#### [TO BE DONE]
Extract every line of the material below that contains the word "white", copying each such line in full.

#### [EXERCISE DATA]
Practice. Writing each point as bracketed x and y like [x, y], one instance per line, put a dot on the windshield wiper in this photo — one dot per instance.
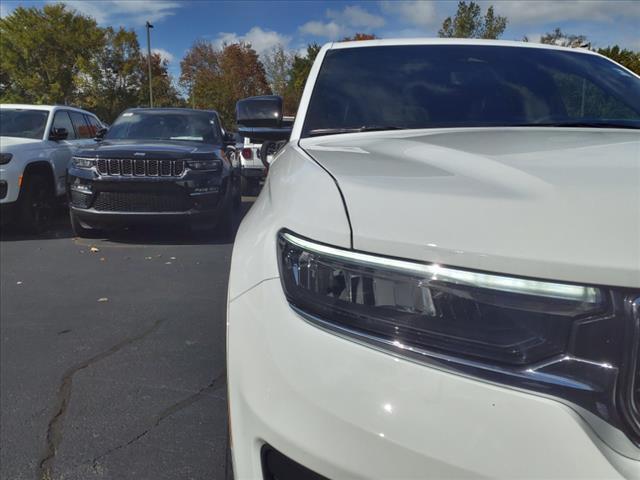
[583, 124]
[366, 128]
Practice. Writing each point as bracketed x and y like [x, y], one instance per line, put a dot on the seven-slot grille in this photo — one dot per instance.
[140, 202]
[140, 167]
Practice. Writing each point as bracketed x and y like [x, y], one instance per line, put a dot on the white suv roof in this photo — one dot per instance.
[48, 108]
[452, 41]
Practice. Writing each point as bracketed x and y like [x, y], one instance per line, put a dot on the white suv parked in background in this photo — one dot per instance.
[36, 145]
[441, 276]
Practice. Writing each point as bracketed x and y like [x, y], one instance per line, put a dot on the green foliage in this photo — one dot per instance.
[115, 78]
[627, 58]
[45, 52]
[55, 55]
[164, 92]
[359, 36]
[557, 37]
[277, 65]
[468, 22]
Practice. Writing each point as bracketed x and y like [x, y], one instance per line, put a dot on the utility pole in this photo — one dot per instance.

---

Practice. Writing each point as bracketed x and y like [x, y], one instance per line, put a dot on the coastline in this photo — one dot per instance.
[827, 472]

#### [EXPECTED ANSWER]
Practice. Writing each point as bracketed x and y like [x, y], one instance per line, put a dot on the white suv roof in this photo — one dot per instance.
Practice. Writing each point as bracketed x and y like [x, y], one instance per line, put a dot on the white suv parked in background in this photo — one dot per instance.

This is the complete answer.